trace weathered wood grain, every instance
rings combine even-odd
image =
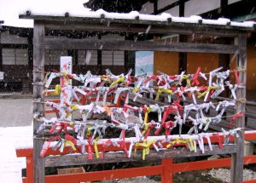
[[[34,24],[34,38],[33,38],[33,66],[36,70],[44,71],[44,37],[45,29],[44,23],[40,21],[35,21]],[[33,83],[40,83],[44,79],[44,72],[36,71],[33,72]],[[33,85],[33,99],[41,98],[44,101],[44,94],[42,92],[44,86],[39,84]],[[42,113],[44,106],[42,103],[33,103],[33,112]],[[33,131],[34,135],[37,135],[35,132],[38,129],[40,123],[37,120],[33,120]],[[34,159],[34,182],[44,183],[44,158],[40,157],[40,152],[44,145],[44,140],[33,139],[33,159]]]
[[[195,53],[235,54],[238,46],[192,43],[162,43],[148,41],[109,41],[68,38],[46,38],[47,49],[94,49],[129,51],[173,51]]]
[[[218,146],[212,146],[213,150],[211,151],[208,146],[205,146],[205,153],[197,149],[197,152],[189,152],[185,147],[164,150],[155,152],[150,150],[150,153],[146,156],[145,161],[154,161],[166,157],[198,157],[207,156],[212,154],[228,154],[236,152],[235,145],[227,145],[224,149],[220,149]],[[118,153],[105,153],[105,158],[96,158],[93,160],[88,160],[88,155],[66,155],[66,156],[50,156],[45,157],[46,167],[54,166],[69,166],[69,165],[81,165],[81,164],[97,164],[97,163],[108,163],[118,162],[136,162],[142,160],[142,150],[137,150],[136,156],[132,154],[131,158],[125,157],[124,152]]]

****************************************

THE TASK: Switch "weathered wood grain" to "rough tree bark" throughout the data above and write out all its lines again with everything else unchanged. Leave the pictures out.

CORRECT RESULT:
trace rough tree bark, every instance
rings combine even-odd
image =
[[[34,24],[34,38],[33,38],[33,66],[36,70],[44,71],[44,37],[45,29],[44,23],[40,21],[35,21]],[[33,83],[40,83],[44,79],[44,72],[36,71],[33,72]],[[33,85],[33,99],[41,98],[44,101],[44,94],[42,92],[44,86],[39,84]],[[42,113],[44,106],[42,103],[33,103],[33,112]],[[33,131],[34,135],[37,135],[35,132],[38,129],[40,123],[37,120],[33,120]],[[34,159],[34,182],[44,183],[44,158],[40,157],[40,152],[44,145],[44,140],[33,139],[33,159]]]
[[[195,53],[235,54],[238,46],[192,43],[162,43],[148,41],[109,41],[68,38],[46,38],[47,49],[94,49],[129,51],[173,51]]]
[[[218,146],[212,146],[213,150],[211,151],[208,146],[205,146],[205,153],[197,149],[197,152],[189,152],[185,147],[164,150],[155,152],[150,150],[150,153],[146,156],[145,161],[154,161],[166,157],[198,157],[207,156],[212,154],[228,154],[236,152],[235,145],[227,145],[224,149],[220,149]],[[118,153],[105,153],[105,158],[96,158],[93,160],[88,160],[88,155],[66,155],[66,156],[50,156],[45,157],[46,167],[54,166],[69,166],[69,165],[81,165],[81,164],[97,164],[97,163],[108,163],[118,162],[136,162],[142,160],[142,150],[137,150],[136,156],[132,154],[131,158],[125,157],[124,152]]]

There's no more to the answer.